[Provided data Boundary: Start]

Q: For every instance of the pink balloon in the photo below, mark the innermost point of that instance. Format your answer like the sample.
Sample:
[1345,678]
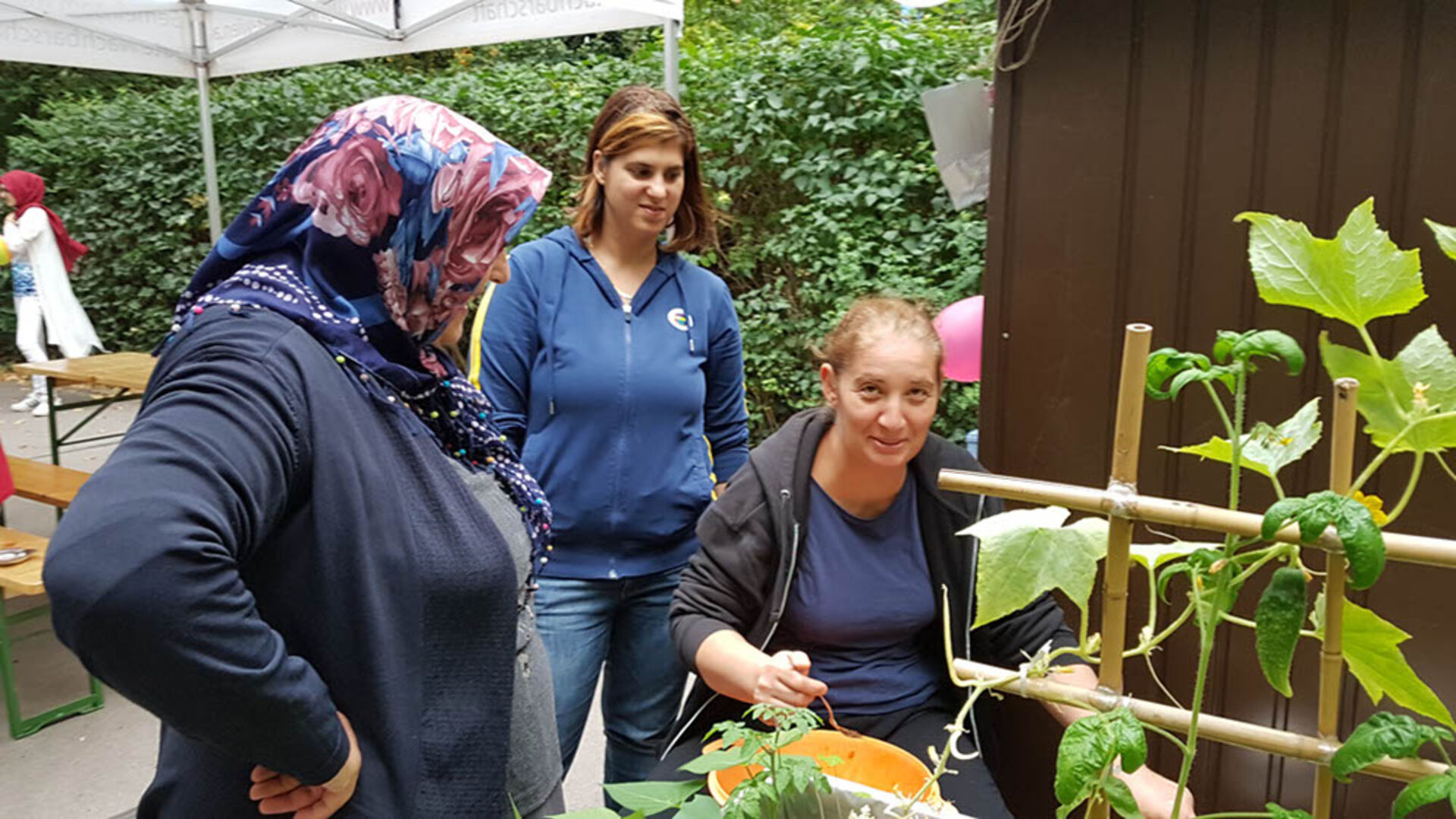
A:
[960,328]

[Provided data Boundary: End]

What the exercise asks:
Repeat each record exactly, with the pictures left out.

Task response:
Q: For every instance of the pink balloon in the photo below, mark the innermost point of that instance. Format your answer like the sample.
Sample:
[1345,678]
A:
[960,328]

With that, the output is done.